- [Problem requirements]: Show every line in the data below that contains the word "watch", copying each such line in full.

- [Record set]:

-------

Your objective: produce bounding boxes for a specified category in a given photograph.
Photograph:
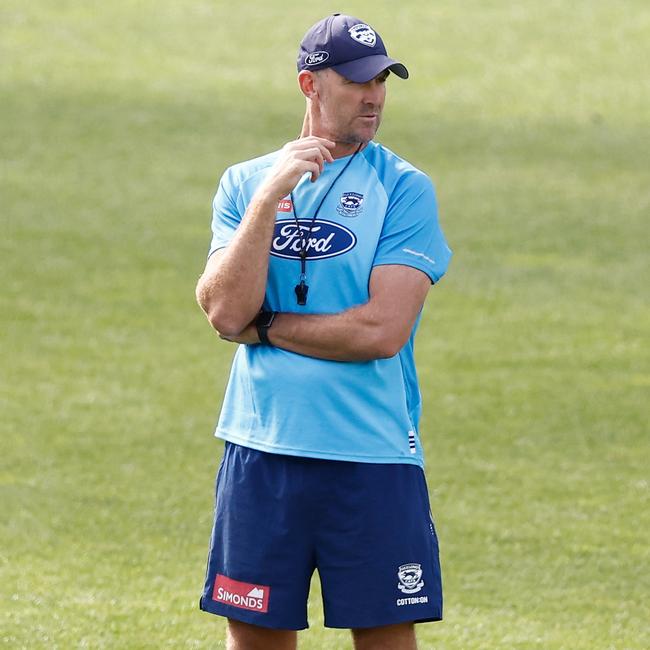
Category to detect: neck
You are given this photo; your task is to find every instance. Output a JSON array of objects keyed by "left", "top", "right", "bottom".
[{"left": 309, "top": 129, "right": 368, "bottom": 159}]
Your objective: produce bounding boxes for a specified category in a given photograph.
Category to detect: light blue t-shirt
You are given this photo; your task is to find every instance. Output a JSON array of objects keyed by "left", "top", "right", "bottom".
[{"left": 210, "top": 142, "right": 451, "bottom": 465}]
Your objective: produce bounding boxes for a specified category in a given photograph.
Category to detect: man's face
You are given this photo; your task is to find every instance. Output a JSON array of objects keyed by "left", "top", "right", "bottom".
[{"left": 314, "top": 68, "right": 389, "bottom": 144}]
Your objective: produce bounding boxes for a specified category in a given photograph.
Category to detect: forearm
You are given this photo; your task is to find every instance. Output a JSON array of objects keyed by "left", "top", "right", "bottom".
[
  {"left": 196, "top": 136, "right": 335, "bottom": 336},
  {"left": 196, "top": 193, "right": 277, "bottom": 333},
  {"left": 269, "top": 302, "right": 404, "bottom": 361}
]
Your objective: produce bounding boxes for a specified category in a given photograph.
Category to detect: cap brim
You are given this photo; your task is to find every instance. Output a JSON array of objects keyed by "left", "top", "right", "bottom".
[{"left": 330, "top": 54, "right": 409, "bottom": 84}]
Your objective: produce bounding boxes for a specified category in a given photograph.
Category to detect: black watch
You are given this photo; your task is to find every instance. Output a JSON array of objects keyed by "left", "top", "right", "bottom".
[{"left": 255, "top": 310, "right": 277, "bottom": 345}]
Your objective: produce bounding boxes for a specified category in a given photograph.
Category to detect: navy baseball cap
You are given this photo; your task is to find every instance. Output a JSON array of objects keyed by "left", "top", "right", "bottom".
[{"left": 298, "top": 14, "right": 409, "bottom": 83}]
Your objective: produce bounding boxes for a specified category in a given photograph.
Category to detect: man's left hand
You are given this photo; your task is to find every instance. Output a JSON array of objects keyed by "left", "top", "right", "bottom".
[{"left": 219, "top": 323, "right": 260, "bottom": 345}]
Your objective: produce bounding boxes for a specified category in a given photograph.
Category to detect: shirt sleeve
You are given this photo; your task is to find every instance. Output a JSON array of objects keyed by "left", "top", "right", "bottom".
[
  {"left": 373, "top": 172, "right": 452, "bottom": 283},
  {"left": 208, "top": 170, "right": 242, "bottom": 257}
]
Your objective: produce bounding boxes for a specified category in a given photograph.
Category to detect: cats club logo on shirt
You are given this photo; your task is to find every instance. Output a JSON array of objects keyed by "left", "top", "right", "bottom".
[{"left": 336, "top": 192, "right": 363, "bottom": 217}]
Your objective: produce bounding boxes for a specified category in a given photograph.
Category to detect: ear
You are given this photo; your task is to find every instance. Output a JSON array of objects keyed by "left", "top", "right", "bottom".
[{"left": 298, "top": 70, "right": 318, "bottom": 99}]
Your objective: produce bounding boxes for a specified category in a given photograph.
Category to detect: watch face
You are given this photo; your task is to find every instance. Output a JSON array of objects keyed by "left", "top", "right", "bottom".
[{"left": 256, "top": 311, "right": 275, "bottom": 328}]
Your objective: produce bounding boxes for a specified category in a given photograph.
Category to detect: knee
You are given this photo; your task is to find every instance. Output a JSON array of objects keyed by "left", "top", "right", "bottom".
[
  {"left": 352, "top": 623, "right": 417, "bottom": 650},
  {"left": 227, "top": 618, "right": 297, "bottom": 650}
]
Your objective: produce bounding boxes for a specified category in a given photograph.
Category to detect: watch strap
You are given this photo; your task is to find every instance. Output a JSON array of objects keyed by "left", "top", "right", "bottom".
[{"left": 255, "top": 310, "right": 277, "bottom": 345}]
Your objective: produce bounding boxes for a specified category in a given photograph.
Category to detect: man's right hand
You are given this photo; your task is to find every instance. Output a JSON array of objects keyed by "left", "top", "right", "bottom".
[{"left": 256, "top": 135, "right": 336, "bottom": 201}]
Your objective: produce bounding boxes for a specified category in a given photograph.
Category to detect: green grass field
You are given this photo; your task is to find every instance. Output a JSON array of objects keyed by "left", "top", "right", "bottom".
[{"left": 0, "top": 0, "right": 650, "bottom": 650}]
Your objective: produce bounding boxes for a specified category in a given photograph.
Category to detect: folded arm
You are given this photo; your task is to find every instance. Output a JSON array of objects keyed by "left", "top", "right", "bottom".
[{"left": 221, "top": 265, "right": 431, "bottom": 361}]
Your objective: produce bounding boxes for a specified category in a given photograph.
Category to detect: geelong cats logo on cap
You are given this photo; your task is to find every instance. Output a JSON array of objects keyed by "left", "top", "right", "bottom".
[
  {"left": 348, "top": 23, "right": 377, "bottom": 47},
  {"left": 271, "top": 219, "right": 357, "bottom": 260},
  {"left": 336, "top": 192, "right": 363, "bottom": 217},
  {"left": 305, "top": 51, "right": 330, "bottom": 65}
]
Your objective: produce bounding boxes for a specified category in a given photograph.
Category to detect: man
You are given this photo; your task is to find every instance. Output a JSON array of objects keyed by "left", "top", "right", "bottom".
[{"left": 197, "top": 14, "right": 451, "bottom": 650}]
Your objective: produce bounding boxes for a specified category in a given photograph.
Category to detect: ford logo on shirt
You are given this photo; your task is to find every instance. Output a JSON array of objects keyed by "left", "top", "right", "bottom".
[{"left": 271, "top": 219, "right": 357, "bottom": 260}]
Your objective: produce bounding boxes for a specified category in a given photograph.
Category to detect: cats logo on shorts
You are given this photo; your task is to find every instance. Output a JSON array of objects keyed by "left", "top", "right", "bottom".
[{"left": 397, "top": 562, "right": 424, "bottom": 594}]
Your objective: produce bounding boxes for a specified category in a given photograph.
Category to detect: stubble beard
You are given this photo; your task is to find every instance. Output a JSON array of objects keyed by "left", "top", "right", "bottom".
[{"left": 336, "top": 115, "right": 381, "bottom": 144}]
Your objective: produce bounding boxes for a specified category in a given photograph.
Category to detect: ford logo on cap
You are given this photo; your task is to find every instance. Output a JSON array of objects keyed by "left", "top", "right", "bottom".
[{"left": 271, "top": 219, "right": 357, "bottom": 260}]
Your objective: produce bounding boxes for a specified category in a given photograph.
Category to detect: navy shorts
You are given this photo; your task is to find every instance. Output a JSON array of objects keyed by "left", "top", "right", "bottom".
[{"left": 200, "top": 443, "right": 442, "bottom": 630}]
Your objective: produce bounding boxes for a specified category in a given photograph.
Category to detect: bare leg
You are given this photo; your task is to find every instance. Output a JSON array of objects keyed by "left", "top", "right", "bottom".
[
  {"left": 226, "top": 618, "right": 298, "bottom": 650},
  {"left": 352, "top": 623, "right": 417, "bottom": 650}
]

-------

- [Output for this exercise]:
Category to detect: black watch
Category to detect: watch face
Category to detect: watch strap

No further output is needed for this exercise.